_TASK TO CARRY OUT:_
Transcribe every line, keeping it exact.

== == ==

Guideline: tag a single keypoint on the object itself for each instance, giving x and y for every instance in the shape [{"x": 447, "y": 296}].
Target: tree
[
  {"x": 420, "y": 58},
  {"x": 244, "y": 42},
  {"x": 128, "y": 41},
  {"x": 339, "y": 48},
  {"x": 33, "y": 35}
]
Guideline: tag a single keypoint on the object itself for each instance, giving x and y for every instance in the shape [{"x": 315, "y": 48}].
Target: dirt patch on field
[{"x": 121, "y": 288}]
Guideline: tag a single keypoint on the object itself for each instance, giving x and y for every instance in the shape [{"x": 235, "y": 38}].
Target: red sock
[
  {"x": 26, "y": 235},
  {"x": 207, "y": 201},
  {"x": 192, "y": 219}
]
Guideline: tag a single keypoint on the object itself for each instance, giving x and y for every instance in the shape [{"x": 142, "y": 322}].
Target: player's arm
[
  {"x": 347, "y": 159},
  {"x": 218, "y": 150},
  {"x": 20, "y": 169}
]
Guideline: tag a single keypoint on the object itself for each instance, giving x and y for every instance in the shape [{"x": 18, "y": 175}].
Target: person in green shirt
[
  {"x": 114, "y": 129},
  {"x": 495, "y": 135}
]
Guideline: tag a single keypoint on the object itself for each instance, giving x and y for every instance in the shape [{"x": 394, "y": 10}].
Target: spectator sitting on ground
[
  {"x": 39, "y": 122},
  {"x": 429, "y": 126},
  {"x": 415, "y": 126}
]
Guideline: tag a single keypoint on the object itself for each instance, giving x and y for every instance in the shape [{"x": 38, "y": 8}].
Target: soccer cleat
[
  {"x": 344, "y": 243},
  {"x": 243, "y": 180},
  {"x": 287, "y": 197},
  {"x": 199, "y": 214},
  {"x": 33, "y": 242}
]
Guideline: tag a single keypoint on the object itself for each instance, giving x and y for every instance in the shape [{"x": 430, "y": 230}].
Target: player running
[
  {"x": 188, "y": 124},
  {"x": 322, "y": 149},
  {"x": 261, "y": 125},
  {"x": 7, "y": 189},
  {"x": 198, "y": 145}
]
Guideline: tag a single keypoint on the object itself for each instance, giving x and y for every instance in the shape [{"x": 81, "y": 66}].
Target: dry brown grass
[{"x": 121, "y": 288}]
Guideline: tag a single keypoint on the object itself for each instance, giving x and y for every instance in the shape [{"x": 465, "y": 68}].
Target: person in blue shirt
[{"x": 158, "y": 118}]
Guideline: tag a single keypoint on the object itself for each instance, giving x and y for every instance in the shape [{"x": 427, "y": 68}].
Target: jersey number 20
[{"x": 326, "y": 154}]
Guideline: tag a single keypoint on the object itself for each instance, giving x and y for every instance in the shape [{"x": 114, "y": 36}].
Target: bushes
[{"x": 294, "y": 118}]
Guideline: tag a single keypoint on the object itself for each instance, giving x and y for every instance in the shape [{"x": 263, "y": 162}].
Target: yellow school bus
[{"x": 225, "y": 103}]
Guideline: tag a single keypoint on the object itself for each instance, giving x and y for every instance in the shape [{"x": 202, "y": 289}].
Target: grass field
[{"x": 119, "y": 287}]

== == ==

_ANSWER TO THE TASK:_
Guideline: tag a single keypoint on the object itself for each instance, giving x and y for every instance in the shape [{"x": 447, "y": 296}].
Target: tree
[
  {"x": 420, "y": 58},
  {"x": 244, "y": 42},
  {"x": 128, "y": 41},
  {"x": 339, "y": 48},
  {"x": 33, "y": 35}
]
Guideline: tag a single keypoint on the object itself for each instance, giving x and y for every instance in the shape [{"x": 315, "y": 48}].
Target: dirt patch on field
[{"x": 121, "y": 288}]
Guideline: tag a single keypoint on the object itself for each instance, giving x and y for every instance in the shape [{"x": 235, "y": 38}].
Target: red sock
[
  {"x": 26, "y": 235},
  {"x": 207, "y": 201},
  {"x": 192, "y": 219}
]
Guideline: tag a single keypoint on the object itself for each instance, giving x and y for every instance in the shape [{"x": 142, "y": 322}].
Target: player's arm
[
  {"x": 347, "y": 159},
  {"x": 218, "y": 150},
  {"x": 20, "y": 169}
]
Guideline: tag a single keypoint on the object itself for each instance, giving x and y for every instance in the shape [{"x": 18, "y": 175}].
Target: person in green shirt
[
  {"x": 114, "y": 129},
  {"x": 495, "y": 135}
]
Guideline: tag a single keypoint on the object itself for each instance, giving x and y for every instance in the shape [{"x": 394, "y": 10}].
Target: spectator sitting on ground
[
  {"x": 39, "y": 122},
  {"x": 429, "y": 126},
  {"x": 415, "y": 126}
]
Guideline: tag a single keypoint on the object itself for each instance, giving x and y for every instance in the shape [{"x": 38, "y": 8}].
Target: soccer cleat
[
  {"x": 344, "y": 243},
  {"x": 243, "y": 180},
  {"x": 287, "y": 197},
  {"x": 199, "y": 214},
  {"x": 33, "y": 242}
]
Guideline: tag a single keypoint on the object itself for each instance, giving x and y for every instance in the shape [{"x": 430, "y": 230}].
Target: player running
[
  {"x": 188, "y": 124},
  {"x": 322, "y": 149},
  {"x": 261, "y": 125},
  {"x": 7, "y": 189},
  {"x": 198, "y": 145}
]
Guideline: tag a single keypoint on the object itself for each instance, giving x and y for every instance in the shape [{"x": 81, "y": 66}].
Target: dry brown grass
[{"x": 121, "y": 288}]
Guideline: tag a single keypoint on the object itself for each instance, giving x and y for every instance in the shape [{"x": 465, "y": 68}].
Target: person in blue shirt
[{"x": 158, "y": 118}]
Guideline: tag a single keypoint on the object itself for each instance, giving x and y for every instance in the shape [{"x": 427, "y": 68}].
Target: jersey number 20
[{"x": 326, "y": 154}]
Guideline: tag a single keypoint on the object itself for each instance, giving x and y for every instance in the shape [{"x": 114, "y": 36}].
Target: bushes
[{"x": 294, "y": 118}]
Guideline: tag a single keypoint on the object itself for each instance, giving x and y for every instance in the shape [{"x": 263, "y": 162}].
Target: yellow school bus
[{"x": 225, "y": 103}]
Guideline: tag a single keypoint on the object itself for each instance, giving x and y for every instance in the shape [{"x": 202, "y": 289}].
Target: grass field
[{"x": 119, "y": 287}]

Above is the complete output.